**WHAT IS ASKED**
Reproduce only the stretch of the records from the line containing "Put a dot on the blue hockey" through the line containing "<point>101,495</point>", substituting "stocking" for "sock" and keeping everything else unchanged.

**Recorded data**

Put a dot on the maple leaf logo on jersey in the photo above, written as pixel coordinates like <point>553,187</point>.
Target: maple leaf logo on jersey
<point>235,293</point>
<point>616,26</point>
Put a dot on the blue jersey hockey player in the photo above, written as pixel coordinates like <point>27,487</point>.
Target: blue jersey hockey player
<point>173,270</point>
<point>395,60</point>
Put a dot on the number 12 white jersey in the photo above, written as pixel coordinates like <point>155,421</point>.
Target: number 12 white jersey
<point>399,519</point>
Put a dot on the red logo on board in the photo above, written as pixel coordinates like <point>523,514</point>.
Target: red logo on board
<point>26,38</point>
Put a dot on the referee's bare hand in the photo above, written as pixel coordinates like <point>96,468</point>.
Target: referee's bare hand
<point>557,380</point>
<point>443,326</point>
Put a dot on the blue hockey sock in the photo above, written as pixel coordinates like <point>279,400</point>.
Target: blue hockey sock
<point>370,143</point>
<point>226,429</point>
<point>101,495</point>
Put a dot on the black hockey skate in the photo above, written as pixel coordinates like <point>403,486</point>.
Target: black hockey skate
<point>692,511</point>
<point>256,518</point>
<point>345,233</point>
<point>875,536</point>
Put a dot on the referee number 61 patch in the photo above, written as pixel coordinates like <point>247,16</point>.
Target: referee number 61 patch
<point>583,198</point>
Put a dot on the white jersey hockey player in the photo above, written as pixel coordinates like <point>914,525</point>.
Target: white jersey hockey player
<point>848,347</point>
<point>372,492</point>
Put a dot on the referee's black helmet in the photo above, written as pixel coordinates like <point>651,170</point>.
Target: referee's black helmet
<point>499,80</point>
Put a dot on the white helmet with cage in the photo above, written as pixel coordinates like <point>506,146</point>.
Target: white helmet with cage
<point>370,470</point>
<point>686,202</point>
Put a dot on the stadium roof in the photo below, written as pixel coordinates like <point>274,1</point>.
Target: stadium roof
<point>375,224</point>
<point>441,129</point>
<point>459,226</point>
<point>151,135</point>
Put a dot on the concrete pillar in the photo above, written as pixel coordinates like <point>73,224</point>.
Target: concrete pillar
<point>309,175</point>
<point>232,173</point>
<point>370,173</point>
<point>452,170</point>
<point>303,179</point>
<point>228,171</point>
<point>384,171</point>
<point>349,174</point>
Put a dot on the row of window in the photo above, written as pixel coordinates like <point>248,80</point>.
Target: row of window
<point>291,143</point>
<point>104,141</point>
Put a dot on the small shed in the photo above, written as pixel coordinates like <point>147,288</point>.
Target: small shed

**EXERCISE RESULT**
Put a dot on the blue hockey stocking in the photo above, written as pixel coordinates like <point>279,400</point>.
Target: blue hockey stocking
<point>370,143</point>
<point>226,429</point>
<point>101,495</point>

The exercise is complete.